═════ RECORDS TO PROCESS

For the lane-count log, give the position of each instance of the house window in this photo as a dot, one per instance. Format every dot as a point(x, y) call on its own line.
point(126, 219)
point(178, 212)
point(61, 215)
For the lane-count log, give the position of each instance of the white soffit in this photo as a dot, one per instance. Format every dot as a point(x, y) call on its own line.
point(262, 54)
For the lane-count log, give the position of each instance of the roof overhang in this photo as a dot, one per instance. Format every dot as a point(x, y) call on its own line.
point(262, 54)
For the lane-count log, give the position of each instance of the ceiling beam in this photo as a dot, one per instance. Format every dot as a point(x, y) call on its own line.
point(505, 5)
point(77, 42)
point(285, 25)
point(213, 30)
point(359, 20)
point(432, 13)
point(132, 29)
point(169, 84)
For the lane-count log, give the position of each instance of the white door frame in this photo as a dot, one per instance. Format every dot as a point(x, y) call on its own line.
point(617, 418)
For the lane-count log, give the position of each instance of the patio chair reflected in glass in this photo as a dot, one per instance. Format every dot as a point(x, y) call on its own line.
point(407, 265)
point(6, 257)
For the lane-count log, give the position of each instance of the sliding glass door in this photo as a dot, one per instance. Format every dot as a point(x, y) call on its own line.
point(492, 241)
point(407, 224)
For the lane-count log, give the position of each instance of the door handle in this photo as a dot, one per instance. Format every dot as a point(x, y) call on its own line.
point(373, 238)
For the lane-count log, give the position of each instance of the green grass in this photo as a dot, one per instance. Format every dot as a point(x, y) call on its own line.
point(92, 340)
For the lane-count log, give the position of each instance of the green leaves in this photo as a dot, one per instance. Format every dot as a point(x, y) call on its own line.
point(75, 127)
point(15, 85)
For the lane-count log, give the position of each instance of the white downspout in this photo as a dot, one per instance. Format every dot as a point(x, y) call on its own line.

══════════

DESCRIPTION OF THE TASK: Return all of the material above exactly as it stands.

SOLUTION BELOW:
For the lane-count log, give the position of each instance of the house window in this photo as a dot, one per instance. Format every dot as a point(x, y) call on its own line.
point(126, 219)
point(178, 212)
point(61, 215)
For the lane-count log, give the position of each instance of the white soffit in this photo as a dot, one per instance. Format every dot as a point(x, y) call on its own line.
point(262, 54)
For the lane-count log, give the position of each instance of the roof overhang in this photo as a dot, one per instance. Format every dot as a point(x, y) call on its own line.
point(262, 54)
For the lane-count log, give the position of each instance of the ceiling beam in this photo as a dot, one per instance. Format every dot as a point(x, y) call on its own line.
point(505, 5)
point(77, 42)
point(285, 25)
point(213, 30)
point(359, 20)
point(432, 13)
point(132, 29)
point(169, 84)
For the lane-count log, give the position of each instance of the white door frame in this photo as a dot, one per instance. Format every dot as a point(x, y) call on its own line.
point(617, 418)
For the lane-count log, give the position of each instance of the patio chair reflected in glass in this photo as a dot, one per instance. Format every dot as a point(x, y) call on its own line.
point(407, 265)
point(6, 257)
For the lane-count log, give the position of each instance of the sliding glass door in this photo as a dot, one per instance. Format every dot as a point(x, y) call on its own line.
point(492, 241)
point(407, 224)
For the lane-count log, give the position of each instance of the door handle in this photo as a dot, one per instance. Format every dot as a point(x, y) call on its own line.
point(373, 238)
For the lane-count log, give the position of each instance of the green grass in this photo as a dot, one per instance. Format every dot as a point(x, y) call on its own line.
point(92, 340)
For the lane-count log, give the position of each instance of the green leaves in this photo as a dot, one per instance. Format every dot as a point(x, y) call on its own line.
point(75, 127)
point(15, 85)
For the lane-count log, give the position of each instance of the white downspout in this photo as a dot, one per instance. Format every dot as a point(x, y) call on its own line.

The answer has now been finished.